The records:
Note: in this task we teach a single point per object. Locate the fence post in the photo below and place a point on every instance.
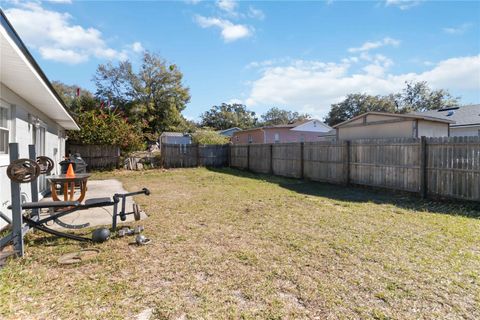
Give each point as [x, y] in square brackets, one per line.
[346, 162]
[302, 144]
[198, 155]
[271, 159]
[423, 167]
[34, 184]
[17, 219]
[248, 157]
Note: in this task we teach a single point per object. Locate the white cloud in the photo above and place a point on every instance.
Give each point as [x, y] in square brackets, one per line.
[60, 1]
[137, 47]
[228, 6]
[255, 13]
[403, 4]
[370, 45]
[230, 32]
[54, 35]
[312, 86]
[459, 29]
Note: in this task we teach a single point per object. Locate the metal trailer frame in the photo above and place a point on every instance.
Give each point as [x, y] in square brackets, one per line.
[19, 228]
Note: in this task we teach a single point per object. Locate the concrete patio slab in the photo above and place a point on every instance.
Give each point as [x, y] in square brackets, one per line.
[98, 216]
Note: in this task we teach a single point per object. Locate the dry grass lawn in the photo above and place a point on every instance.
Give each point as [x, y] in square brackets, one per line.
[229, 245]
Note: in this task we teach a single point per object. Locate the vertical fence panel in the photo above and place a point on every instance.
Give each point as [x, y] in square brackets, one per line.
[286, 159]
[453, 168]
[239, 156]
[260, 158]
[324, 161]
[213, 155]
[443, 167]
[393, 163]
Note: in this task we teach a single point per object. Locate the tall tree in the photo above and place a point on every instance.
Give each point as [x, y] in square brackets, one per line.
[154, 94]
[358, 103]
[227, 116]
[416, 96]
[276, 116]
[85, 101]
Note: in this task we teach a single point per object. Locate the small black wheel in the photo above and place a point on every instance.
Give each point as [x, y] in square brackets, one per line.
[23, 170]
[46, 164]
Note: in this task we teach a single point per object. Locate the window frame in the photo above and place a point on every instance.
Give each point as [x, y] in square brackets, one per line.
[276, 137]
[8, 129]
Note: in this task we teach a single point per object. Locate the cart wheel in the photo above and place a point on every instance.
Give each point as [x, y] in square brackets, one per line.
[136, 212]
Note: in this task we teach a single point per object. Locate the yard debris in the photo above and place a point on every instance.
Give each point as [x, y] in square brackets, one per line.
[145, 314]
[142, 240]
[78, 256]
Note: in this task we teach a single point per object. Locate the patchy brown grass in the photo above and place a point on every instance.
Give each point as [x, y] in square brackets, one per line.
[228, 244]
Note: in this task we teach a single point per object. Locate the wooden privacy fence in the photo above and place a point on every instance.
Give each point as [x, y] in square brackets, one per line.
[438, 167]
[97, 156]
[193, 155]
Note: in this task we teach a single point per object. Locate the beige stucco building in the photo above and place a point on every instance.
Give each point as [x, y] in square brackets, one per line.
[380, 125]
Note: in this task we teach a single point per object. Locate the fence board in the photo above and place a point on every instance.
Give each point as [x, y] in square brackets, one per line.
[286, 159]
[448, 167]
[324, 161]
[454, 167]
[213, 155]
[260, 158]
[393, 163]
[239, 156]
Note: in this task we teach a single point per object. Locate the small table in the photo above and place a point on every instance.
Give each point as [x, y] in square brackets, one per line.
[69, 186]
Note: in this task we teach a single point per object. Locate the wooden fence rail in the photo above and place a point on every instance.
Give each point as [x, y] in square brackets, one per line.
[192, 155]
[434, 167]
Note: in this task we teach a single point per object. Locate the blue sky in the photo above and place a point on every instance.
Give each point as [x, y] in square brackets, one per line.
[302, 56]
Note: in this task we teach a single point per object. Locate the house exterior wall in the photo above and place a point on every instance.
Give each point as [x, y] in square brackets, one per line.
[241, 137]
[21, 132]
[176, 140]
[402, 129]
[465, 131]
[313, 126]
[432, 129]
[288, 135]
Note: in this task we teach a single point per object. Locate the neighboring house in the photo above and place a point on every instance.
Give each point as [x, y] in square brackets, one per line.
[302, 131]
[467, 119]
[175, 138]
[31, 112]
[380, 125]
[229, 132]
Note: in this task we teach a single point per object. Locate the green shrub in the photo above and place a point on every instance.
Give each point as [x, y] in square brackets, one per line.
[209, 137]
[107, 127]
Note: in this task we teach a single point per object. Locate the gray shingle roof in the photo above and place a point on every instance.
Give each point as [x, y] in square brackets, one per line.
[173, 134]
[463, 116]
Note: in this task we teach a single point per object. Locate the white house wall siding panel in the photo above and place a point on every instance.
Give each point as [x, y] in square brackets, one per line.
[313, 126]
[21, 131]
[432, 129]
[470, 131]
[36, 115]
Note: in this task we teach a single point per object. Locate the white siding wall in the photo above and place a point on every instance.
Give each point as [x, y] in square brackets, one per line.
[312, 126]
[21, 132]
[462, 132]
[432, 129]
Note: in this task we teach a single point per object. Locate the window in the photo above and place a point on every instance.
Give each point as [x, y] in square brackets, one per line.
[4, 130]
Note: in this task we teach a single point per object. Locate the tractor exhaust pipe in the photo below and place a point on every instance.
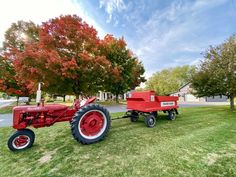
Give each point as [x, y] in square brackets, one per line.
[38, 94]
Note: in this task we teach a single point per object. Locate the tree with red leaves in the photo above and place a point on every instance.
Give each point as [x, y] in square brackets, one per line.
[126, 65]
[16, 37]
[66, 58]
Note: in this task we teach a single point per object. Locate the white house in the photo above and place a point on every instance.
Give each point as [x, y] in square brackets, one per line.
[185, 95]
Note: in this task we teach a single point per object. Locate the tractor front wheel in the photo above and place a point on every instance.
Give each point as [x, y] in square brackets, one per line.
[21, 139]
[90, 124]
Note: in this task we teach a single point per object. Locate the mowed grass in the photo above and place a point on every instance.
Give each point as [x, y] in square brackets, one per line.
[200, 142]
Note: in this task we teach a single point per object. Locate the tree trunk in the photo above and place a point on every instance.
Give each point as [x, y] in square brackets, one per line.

Work order:
Give only the count of lines in the listing that contain the string "small".

Task solution:
2